Problema posto A: Riassumi in forma di elenco il paragrafo della recensione di Dog Man che inizia con «Tratto dall'omonima graphic novel», mantenendone i fatti principali.

Estratto del documento:

=-=-=-=-=

Dog Man, di Peter Hastings
Secondo film dall’universo narrativo di Capitan Mutanda creato da Dav Pilkey. Puntando tutto su una visione attiva, parla a tutte le fasce d’età riuscendoci parecchio bene.

Tratto dall’omonima graphic novel, Dog Man segna la seconda collaborazione tra Peter Hastings e Dav Pilkey (anche sceneggiatore) dopo Le epiche avventure di Capitan Mutand;, serie prodotta da DreamWorks e distribuita su Netflix dal 2018 al 2020. Il film è di fatto uno spin-off della serie di libri illustrati creati da Pilkey, che torna a raccontare l’universo da lui creato dopo Capitan Mutanda – Il film del 2017. Al centro della storia c’è Greg, fidato cane-agente di un non così brillante poliziotto che infatti nell’incipit, a causa di un grave incidente, arriva a fondersi con il suo amato cane attraverso una strampalata operazione chirurgica. Ecco quindi la nascita di Dog Man, un super cane-agente, abilissimo nel kung-fu, perspicace nel risolvere i crimini che si guadagna l’ammirazione dell’opinione pubblica quando dà la caccia al vilain felino Gino.
Nella sua veste grafica visibilmente curata, che strizza l’occhio al fumetto belga e ad un’animazione tangibilmente particolareggiata, Dog Man prova a parlare a tutte le fasce d’età riuscendoci parecchio bene. I momenti comici sono infatti leggibili su più piani, riuscendo a creare un coinvolgimento ampio nello spettatore coi suoi giochi di rimandi a degli schemi quasi meta cinematografici: l’audio del microfono della giornalista che simula la presa diretta del suono in maniera curiosa creando quindi gag comiche azzeccate o le scritte onomatopeiche che costantemente ci ricordano la natura di Dog Man sono solo alcuni degli shifters (o attivatori) che ci riportano, senza troppe forzature, alla natura leggera e funzionale del mondo che stiamo attraversando.

=-=-=-=-=

Problema posto B: Riporta senza alcuna modifica le righe dei record dalla riga che contiene «of the tree» fino alla fine dei record, estremi inclusi.

Righe di dati
=-=-=-=-=

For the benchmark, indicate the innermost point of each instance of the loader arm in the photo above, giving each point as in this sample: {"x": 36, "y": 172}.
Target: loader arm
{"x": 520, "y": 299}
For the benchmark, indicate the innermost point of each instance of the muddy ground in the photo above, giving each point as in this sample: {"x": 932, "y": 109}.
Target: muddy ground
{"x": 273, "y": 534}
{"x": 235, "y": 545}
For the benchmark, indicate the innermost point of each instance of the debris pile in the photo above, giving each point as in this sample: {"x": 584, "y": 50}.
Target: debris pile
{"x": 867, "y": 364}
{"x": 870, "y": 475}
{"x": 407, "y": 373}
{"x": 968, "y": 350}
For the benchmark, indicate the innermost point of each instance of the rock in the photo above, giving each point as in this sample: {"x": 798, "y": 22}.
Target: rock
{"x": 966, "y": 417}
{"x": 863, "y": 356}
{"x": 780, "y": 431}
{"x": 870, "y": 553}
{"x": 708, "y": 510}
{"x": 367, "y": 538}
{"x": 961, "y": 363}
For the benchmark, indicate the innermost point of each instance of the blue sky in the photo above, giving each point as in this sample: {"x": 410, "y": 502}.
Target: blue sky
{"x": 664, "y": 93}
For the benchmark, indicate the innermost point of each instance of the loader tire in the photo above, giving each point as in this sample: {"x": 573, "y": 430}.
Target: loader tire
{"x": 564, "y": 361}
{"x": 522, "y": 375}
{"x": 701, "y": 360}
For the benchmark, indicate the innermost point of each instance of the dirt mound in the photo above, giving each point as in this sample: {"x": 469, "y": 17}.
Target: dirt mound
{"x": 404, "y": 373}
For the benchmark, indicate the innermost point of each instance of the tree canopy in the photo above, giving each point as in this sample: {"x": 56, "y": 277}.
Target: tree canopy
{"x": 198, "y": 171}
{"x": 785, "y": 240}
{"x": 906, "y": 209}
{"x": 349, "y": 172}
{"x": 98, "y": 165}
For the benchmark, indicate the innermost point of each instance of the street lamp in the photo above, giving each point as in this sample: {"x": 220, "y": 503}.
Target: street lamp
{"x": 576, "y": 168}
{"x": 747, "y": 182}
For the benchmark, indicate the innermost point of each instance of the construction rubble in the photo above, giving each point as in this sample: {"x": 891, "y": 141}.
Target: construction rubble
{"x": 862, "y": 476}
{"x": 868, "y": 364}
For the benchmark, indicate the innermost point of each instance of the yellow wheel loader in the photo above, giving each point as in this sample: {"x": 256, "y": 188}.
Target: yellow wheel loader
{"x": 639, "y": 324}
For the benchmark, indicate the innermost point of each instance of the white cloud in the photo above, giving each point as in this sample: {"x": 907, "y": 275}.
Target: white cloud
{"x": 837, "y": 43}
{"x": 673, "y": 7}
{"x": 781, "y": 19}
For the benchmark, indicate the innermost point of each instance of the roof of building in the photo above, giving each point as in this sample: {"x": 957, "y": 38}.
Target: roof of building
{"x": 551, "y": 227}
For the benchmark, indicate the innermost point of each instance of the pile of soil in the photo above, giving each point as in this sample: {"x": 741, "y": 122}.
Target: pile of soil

=-=-=-=-=

Output atteso A:
- Il film è tratto dall'omonima graphic novel ed è di fatto uno spin-off della serie di libri illustrati creati da Dav Pilkey.
- Segna la seconda collaborazione tra Peter Hastings e Pilkey, qui anche sceneggiatore. La prima è una serie prodotta da DreamWorks e distribuita su Netflix dal 2018 al 2020.
- Pilkey torna al proprio universo narrativo dopo Capitan Mutanda – Il film del 2017.
- Al centro della storia c'è Greg, fidato cane-agente di un poliziotto poco brillante. Nell'incipit, dopo un grave incidente, il poliziotto si fonde con il cane attraverso una strampalata operazione chirurgica.
- Nasce così Dog Man, super cane-agente abilissimo nel kung-fu e perspicace nel risolvere i crimini. Conquista l'ammirazione dell'opinione pubblica dando la caccia al cattivo felino Gino.

Output atteso B:
For the benchmark, indicate the innermost point of each instance of the tree canopy in the photo above, giving each point as in this sample: {"x": 56, "y": 277}.
Target: tree canopy
{"x": 198, "y": 171}
{"x": 785, "y": 240}
{"x": 906, "y": 209}
{"x": 349, "y": 172}
{"x": 98, "y": 165}
For the benchmark, indicate the innermost point of each instance of the street lamp in the photo above, giving each point as in this sample: {"x": 220, "y": 503}.
Target: street lamp
{"x": 576, "y": 168}
{"x": 747, "y": 182}
For the benchmark, indicate the innermost point of each instance of the construction rubble in the photo above, giving each point as in this sample: {"x": 891, "y": 141}.
Target: construction rubble
{"x": 862, "y": 476}
{"x": 868, "y": 364}
For the benchmark, indicate the innermost point of each instance of the yellow wheel loader in the photo above, giving each point as in this sample: {"x": 256, "y": 188}.
Target: yellow wheel loader
{"x": 639, "y": 324}
For the benchmark, indicate the innermost point of each instance of the white cloud in the photo above, giving each point as in this sample: {"x": 907, "y": 275}.
Target: white cloud
{"x": 837, "y": 43}
{"x": 673, "y": 7}
{"x": 781, "y": 19}
For the benchmark, indicate the innermost point of each instance of the roof of building in the photo above, giving each point as in this sample: {"x": 957, "y": 38}.
Target: roof of building
{"x": 551, "y": 227}
For the benchmark, indicate the innermost point of each instance of the pile of soil in the photo above, giving each point as in this sample: {"x": 741, "y": 122}.
Target: pile of soil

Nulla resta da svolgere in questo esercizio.